* **EXERCISE REQUIREMENTS**: Write out every entry exactly; the pictures do not belong in the copy.

*** Opening of PROVIDED ENTRIES ***

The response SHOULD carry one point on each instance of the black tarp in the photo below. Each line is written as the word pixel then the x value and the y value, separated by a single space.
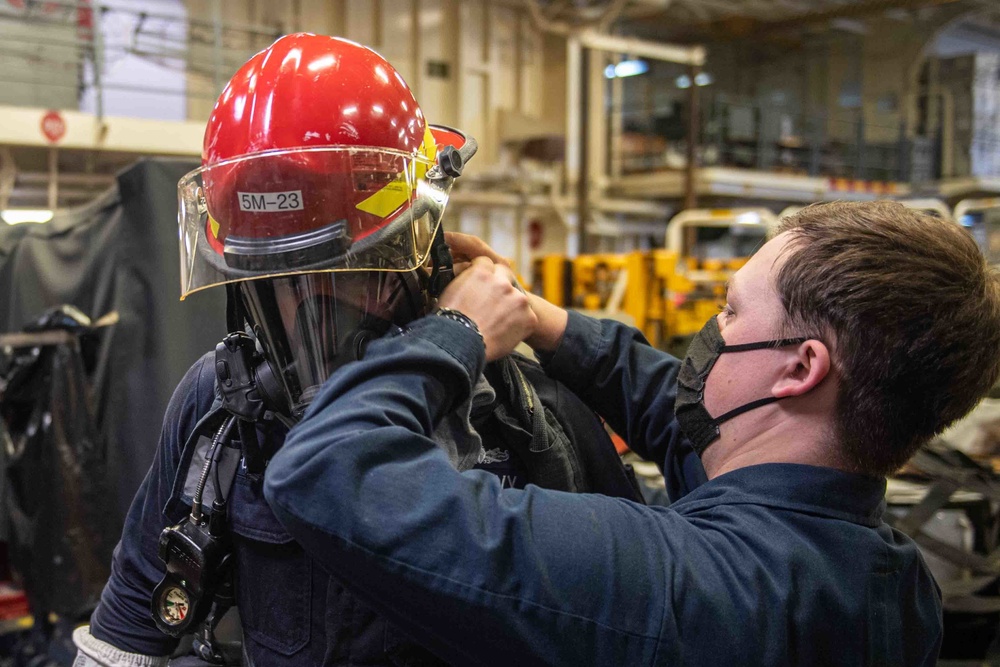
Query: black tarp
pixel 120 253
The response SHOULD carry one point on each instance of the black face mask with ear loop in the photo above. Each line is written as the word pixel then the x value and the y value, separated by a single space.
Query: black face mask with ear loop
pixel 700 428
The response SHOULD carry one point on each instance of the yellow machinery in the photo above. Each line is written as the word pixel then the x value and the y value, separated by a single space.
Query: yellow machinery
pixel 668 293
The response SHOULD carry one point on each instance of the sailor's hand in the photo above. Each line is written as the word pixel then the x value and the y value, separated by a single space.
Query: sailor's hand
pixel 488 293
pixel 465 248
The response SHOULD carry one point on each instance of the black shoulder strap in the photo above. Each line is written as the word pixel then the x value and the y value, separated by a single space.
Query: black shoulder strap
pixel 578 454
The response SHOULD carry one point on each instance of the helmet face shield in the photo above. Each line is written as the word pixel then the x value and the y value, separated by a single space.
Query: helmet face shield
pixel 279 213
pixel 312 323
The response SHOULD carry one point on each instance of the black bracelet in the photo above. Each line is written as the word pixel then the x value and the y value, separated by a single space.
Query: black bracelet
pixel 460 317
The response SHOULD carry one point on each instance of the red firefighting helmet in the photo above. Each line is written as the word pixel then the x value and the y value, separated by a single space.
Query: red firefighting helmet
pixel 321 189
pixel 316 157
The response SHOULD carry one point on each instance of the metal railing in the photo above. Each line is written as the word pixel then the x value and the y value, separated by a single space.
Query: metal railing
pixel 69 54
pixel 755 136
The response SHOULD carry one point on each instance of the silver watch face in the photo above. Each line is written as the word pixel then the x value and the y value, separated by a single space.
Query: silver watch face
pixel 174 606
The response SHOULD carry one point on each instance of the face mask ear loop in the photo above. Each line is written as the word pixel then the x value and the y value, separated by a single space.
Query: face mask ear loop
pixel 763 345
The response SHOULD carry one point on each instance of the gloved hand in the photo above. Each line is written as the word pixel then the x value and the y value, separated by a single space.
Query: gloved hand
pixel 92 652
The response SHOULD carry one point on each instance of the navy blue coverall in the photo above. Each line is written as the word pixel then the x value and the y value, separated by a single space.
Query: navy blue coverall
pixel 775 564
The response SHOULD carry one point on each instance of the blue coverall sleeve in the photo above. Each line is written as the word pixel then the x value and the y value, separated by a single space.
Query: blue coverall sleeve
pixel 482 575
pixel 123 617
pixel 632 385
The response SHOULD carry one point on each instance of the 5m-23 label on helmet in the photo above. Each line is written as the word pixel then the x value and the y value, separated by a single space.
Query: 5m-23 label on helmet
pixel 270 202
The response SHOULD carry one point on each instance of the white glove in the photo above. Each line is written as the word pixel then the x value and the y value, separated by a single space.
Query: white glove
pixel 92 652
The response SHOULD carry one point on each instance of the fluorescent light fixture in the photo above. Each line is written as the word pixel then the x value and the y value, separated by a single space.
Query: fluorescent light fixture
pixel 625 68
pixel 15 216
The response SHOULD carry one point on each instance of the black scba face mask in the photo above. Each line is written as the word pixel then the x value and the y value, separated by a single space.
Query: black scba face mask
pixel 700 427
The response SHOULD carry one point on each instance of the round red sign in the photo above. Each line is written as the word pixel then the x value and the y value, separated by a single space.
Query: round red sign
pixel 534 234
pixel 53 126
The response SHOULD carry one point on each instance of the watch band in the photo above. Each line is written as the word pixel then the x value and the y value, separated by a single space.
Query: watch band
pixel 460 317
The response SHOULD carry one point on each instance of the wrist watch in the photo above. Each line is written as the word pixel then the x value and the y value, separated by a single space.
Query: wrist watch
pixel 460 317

*** Close of PROVIDED ENTRIES ***

* **PROBLEM SOLUTION**:
The response SHOULD carry one point on each instance of the black tarp in the photo below. Each line is written as the word pixel then the x value and the y value, separated by a single space.
Query: black tarp
pixel 120 253
The response SHOULD carry one point on each instance of the black face mask with ear loop in the photo above. Each line is written as the word pixel then the x value and the y value, separated by a single space.
Query: black face mask with ear loop
pixel 700 428
The response SHOULD carry one point on each instance of the yellow machinery in the photo above. Each line is written as the word pixel then the x value and the y value, separated by a single space.
Query: yellow machinery
pixel 668 293
The response SHOULD carry one point on each instance of the sailor's hand in the photo above. Each line is written as the word pixel then the x value and the y value, separated by a single space.
Query: sailor's hand
pixel 488 293
pixel 465 248
The response SHOULD carry one point on each instance of the black shoulder strap in the photo above. Each line is written as the word pixel then the x value and the y value, separated by a single space.
Query: black shoulder strap
pixel 578 454
The response SHOULD carry one point on each instance of the helmet face shield in the photo above. Each line is written as the word pixel then the x value and the y value, separated by a single space.
Query: helmet face shield
pixel 279 213
pixel 312 323
The response SHOULD carry one point on each instance of the black bracelet in the photo above. Each line is written as the word pixel then the x value and the y value, separated by a single space.
Query: black bracelet
pixel 460 317
The response SHOULD carry one point on each instance of the red firefighting helmet in the photo above. Each line is written as the word pixel then the x value and the y value, separated by a single space.
Query: red firefighting helmet
pixel 321 189
pixel 316 157
The response SHOULD carry one point on each instance of the metal railing in the photo above. Each line is written as the word pixel then the x value and the y value, separated by a single space.
Query: metal railing
pixel 69 54
pixel 755 136
The response SHOULD carry one point on each instance of the silver watch face in the photo above. Each line is written as the word pixel then the x value and the y value, separated by a single space.
Query: silver watch face
pixel 174 606
The response SHOULD carry one point on each instance of the face mask ear loop in the photo above. Each line is written as the word pixel then the x value and the y value, separated by a single space.
Query: face mask ear loop
pixel 763 345
The response SHOULD carry one point on each instance of the gloved hand in the photo above. Each line is written as the word pixel then the x value and the y value, separated by a single space.
Query: gloved hand
pixel 92 652
The response SHOULD carry one point on each instance of the navy blue coverall in the photo above. Each line is written as the word pixel then the x value and the y value, separated by a single space.
Query: navy blue coverall
pixel 775 564
The response SHOULD carry one point on each instance of the blue coverall sleeve in the photo above. Each line is written as the word pixel then the x value and the y value, separated by a single space.
Query: blue coverall sleeve
pixel 482 575
pixel 123 617
pixel 632 385
The response SHOULD carry one point on each instance of the 5m-23 label on helmet in the photo above. Each line is written as the word pixel then the x value and the y value, separated by a single space.
Query: 5m-23 label on helmet
pixel 270 202
The response SHOULD carry one point on each instance of the white glove in the photo above. Each line is written as the word pixel then the x value and the y value, separated by a single space.
Query: white glove
pixel 92 652
The response SHOULD carry one point on each instance of the fluorescent light fixture in the photo above. Each line is written as the word pixel then the x value and the y value, separated by a single space.
Query: fluorescent light fixture
pixel 625 68
pixel 15 216
The response SHOULD carry one point on each instance of the black scba face mask in the photo above. Each line is written as the word pixel then the x value and the y value, separated by a single space.
Query: black scba face mask
pixel 700 427
The response SHOULD carry one point on each instance of the round red sign in the photo above. Each line is written as the word pixel then the x value and the y value, separated by a single space.
Query: round red sign
pixel 534 234
pixel 53 126
The response SHOULD carry one point on each instance of the watch band in the photo above. Each line is written as the word pixel then the x value and the y value, separated by a single space.
Query: watch band
pixel 460 317
The response SHOULD carry one point on each instance of the wrist watch in the photo above. Each line is written as the word pixel then the x value and the y value, separated by a single space.
Query: wrist watch
pixel 460 317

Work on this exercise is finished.